**What needs to be done**
Find the lines in the records below that contain "carries", and report each of them.

____ Supplied data

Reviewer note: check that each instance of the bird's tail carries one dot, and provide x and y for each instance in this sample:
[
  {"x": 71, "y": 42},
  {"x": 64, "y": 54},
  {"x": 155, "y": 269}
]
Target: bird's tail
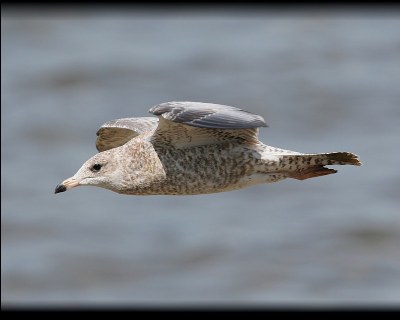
[{"x": 305, "y": 166}]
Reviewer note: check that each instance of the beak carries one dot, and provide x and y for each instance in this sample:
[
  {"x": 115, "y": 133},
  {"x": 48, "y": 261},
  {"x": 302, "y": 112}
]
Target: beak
[{"x": 66, "y": 184}]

________

**Finished exercise**
Reviewer note: check that each instance of the bird's tail carries one dot, and provide x and y for each instance in this sample:
Reviewer note: check that each instance of the beak carries one dot, and provide x and y for each instance in this sample:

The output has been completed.